RECORDS SUPPLIED:
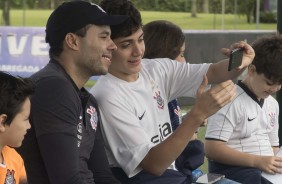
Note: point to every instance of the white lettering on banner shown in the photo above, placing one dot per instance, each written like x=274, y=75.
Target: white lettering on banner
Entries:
x=38, y=46
x=16, y=46
x=13, y=47
x=19, y=68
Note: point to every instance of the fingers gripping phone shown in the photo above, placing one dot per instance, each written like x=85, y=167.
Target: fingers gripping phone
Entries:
x=235, y=59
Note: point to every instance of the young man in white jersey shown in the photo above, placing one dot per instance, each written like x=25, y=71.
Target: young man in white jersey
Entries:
x=242, y=137
x=133, y=97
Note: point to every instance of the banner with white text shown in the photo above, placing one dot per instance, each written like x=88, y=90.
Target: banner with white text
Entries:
x=23, y=50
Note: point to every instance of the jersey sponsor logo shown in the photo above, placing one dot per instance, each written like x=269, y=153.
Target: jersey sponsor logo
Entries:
x=10, y=177
x=178, y=112
x=251, y=119
x=272, y=118
x=159, y=99
x=93, y=116
x=140, y=117
x=164, y=131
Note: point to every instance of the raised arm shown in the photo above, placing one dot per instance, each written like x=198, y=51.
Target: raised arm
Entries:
x=207, y=103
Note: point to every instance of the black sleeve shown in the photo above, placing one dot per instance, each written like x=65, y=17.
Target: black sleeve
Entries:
x=60, y=155
x=99, y=164
x=55, y=116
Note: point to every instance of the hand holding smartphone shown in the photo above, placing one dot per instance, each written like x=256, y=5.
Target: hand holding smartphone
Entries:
x=235, y=59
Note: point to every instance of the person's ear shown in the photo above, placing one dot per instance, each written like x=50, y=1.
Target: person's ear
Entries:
x=3, y=118
x=72, y=41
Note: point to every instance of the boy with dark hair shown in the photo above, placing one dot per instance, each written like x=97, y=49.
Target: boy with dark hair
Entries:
x=133, y=97
x=64, y=144
x=14, y=122
x=242, y=137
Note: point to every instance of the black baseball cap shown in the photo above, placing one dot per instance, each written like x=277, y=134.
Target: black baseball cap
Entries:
x=69, y=17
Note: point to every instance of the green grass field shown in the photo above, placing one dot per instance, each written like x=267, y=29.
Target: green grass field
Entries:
x=38, y=18
x=183, y=19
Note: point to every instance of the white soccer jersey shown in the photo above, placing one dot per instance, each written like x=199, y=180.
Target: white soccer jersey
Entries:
x=135, y=115
x=246, y=125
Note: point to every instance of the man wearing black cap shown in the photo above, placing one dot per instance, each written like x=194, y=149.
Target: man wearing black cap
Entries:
x=64, y=144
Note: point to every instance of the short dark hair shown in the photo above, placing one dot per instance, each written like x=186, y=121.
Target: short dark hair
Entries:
x=268, y=57
x=56, y=49
x=162, y=39
x=123, y=7
x=13, y=93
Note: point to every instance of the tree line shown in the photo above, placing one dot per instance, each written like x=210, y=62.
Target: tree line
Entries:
x=246, y=7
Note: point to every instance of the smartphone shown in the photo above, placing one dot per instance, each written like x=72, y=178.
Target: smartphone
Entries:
x=235, y=59
x=209, y=178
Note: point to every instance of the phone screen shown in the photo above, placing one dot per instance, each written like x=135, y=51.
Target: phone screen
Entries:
x=235, y=59
x=209, y=178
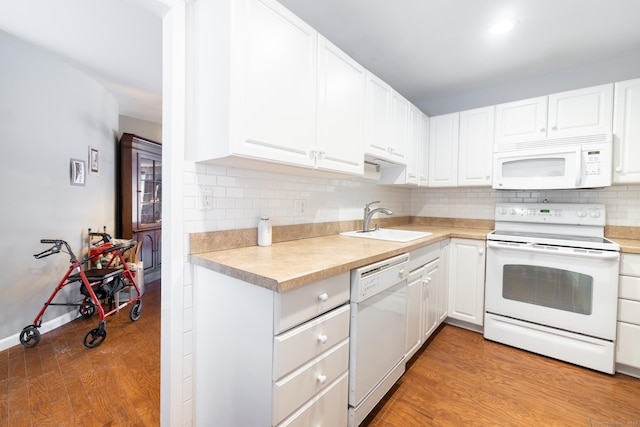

THE REQUEST:
Reproduce the stretch from the line containing "Note: point to every instance of the jersey" through the line containing "x=55, y=116", replacing "black sleeve" with "dark sleeve" and leaving everything else unchanged.

SOLUTION TO THE EXERCISE:
Note: point to every instance of the jersey sponsor logo shown in the photo above, placing one dot per instance, each written like x=269, y=153.
Target: jersey sponsor logo
Entries:
x=10, y=177
x=178, y=112
x=251, y=119
x=272, y=118
x=159, y=99
x=93, y=116
x=140, y=117
x=164, y=131
Note: point to every instance of the raised arm shown in the photo above, placing one dot per instance, each written like x=198, y=51.
Target: raised arm
Entries:
x=207, y=103
Note: point to every instance of the dark sleeve shown in the photo above, placing one dot per instance, each written like x=65, y=17.
Target: dark sleeve
Entries:
x=60, y=155
x=99, y=164
x=55, y=116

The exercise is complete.